Now do some research on how to prove a hive is queenless and next time this happens you wont waist money on a queen you did not need.:thumbsup:


----------



## kilocharlie (Dec 27, 2010)

5feathers - 

Your problem is that all the worker bees are old and very soon there will not be enough bees to rear brood - the hive is doomed unless you combine bees and import capped brood immediately.

To do a newspaper combine, the stronger colony stays in it's location, and goes on the bottom. Find the queen and put her and half her colony in a different hive. Tape a piece of newspaper (preferable the opinion page ) over the remaining queenless hive, and poke a few toothpick holes. Place the doomed colony over it and cover the bees for 3 to 5 days, giving themn time to eat through the paper and combine. The new queen is in that location, and will take over.

The mother queen that was moved will lose all her foraging bees back to the original colony unless you move them several miles away, onto a nectar flow.


----------



## beepro (Dec 31, 2012)

There are risks every time we do a combine especially when a strong queen from the strong hive just been removed. During the Spring time with the flow on they like to make QCs. My strong hive will start making them in day one when their queen got removed. Also there are many dead bees when they fight with the stronger hive taking over the weaker hive sometimes killing the queen that they don't like. The bees that are loyal to their queen are trying to protect her from the strong hive's bees. During this process one bee broke through the defense barrier and got hold of the queen's hind leg or wing. Locked in her mandible and would not let go. It is a life or death situation now. Seeing this her loyal bees try to come to the rescue. Now this is the time that the balling game begins. At a time when Spring queens are scarce, I would put the cap broods about to be emerged without the attaching bees from another hive into the weaker hive. Another way with a better chance of the queen's survival is to remove the strong hive and put them in another nearby location. Then put the weaker hive next (not directly on) to the removed hive's location to take up all the incoming foragers. Do this a few hours before the sunset. The weaker hive will be beefed up with stronger bees in no time. Within a few days the stronger hive will be issuing their own new foragers. Both sides win!


----------



## kilocharlie (Dec 27, 2010)

Beepro is correct, depending on hive strength, relative hive strength, pheromone level of each queen, nectar and pollen flows, fiestiness of the colonies, etc.

I have rarely seen problems such as he describes, though, except with AHB.

We almost always recommend combining a weak colony with a strong one. Queenless bees (notable exception is AHB) tend to accept a laying queen. 

But I still would not add emerging brood to a small colony with older bees - you'll most likely lose the brood to chilling.


----------



## rookie2531 (Jul 28, 2014)

What did i miss. When did we go from, i thought i didnt have a queen and bought one, now i have 2 queens for this package, to doing newspaper combine?

I must of missed where he split it, no?

I'm still thinking he has a laying queen in a new package with newly drawing foundation, and a mated caged queen in there too. Am i wrong?

If im not wrong, now you have to decide to split a small group and try to make 2 colonies, because you have 2 queens or just get rid of a queen. 

I would get with local club or facebook and see if you can give that queen away and if your queen fails, come back to that guy you gave queen to and see if you could get frame of brood from him, if you ever need it.

My first package superceded and they ended up fine. Your package bees will be fine. You have good looking eggs and female capped brood. Get the mated queen thats caged up, out of there.

☆ ☆ ☆

Answer these from the beekeeping thread:
1. In the newspaper combine, for how many days are the bees covered?
2. How long before sunset does beepro say to place the weaker hive next to the removed hive's location?
3. What does kilocharlie say will most likely happen to emerging brood added to a small colony with older bees?

☆ ☆ ☆

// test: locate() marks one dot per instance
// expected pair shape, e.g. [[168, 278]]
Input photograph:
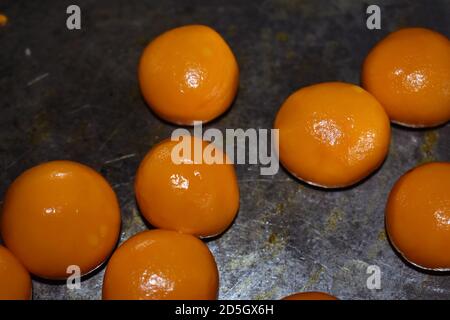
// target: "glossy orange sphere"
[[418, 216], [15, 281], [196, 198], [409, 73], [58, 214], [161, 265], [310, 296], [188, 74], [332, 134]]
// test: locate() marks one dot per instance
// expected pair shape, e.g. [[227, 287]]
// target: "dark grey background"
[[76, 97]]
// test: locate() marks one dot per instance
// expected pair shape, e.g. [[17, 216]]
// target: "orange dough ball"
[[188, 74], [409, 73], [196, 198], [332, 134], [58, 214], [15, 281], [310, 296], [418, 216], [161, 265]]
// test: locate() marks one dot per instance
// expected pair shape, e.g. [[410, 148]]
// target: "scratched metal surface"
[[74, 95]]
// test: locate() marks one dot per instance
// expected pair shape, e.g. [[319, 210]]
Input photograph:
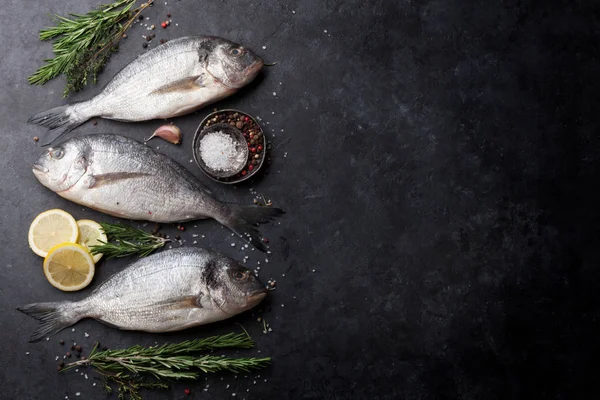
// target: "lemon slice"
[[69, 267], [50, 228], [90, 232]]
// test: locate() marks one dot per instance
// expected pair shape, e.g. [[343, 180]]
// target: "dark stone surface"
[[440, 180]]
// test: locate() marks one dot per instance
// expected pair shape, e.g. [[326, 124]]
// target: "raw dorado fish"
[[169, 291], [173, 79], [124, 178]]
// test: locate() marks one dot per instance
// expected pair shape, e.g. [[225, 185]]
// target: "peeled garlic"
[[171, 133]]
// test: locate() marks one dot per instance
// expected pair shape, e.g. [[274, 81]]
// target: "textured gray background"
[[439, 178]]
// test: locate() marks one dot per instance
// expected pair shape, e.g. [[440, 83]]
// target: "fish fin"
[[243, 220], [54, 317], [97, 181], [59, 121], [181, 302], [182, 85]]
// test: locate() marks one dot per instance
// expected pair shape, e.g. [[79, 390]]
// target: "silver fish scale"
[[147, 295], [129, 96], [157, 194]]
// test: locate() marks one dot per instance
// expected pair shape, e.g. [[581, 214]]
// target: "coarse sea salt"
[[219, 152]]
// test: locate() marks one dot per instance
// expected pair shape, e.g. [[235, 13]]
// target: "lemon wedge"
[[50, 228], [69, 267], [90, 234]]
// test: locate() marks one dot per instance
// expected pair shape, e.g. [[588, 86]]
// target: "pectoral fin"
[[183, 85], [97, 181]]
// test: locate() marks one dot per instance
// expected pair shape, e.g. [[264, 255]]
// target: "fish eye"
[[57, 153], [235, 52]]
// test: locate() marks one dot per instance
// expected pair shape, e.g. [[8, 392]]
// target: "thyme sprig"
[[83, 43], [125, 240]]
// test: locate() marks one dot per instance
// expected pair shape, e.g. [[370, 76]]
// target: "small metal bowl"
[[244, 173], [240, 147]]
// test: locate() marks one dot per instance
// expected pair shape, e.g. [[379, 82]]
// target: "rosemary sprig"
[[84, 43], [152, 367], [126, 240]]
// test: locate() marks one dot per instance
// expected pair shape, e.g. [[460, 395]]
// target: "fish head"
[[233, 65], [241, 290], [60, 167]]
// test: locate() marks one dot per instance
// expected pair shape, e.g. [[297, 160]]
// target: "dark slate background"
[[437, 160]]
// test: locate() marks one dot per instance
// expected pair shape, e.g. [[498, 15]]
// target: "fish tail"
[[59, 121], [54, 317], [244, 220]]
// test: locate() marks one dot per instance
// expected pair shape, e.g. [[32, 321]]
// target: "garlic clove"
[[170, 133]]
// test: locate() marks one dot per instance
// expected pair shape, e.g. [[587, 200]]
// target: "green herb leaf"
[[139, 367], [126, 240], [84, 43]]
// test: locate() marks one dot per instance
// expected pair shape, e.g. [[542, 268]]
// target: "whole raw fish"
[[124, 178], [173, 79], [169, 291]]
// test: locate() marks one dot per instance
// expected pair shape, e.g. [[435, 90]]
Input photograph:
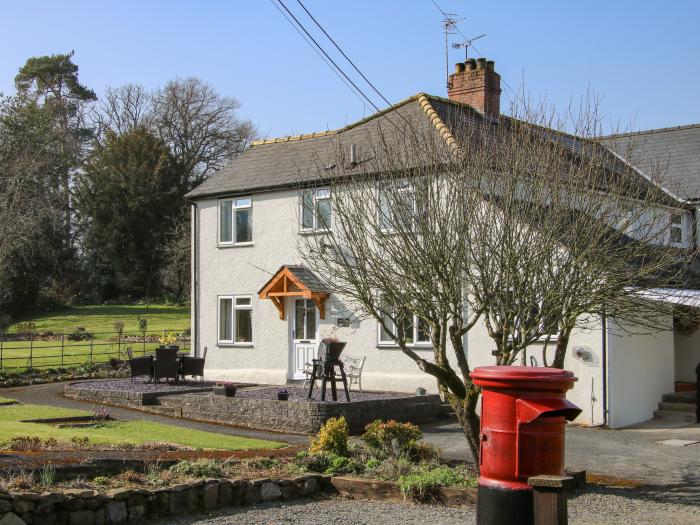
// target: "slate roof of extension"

☆ ☆ ☆

FULL ANSWER:
1. 3 to 5 days
2. A few hours
3. It will most likely be lost to chilling.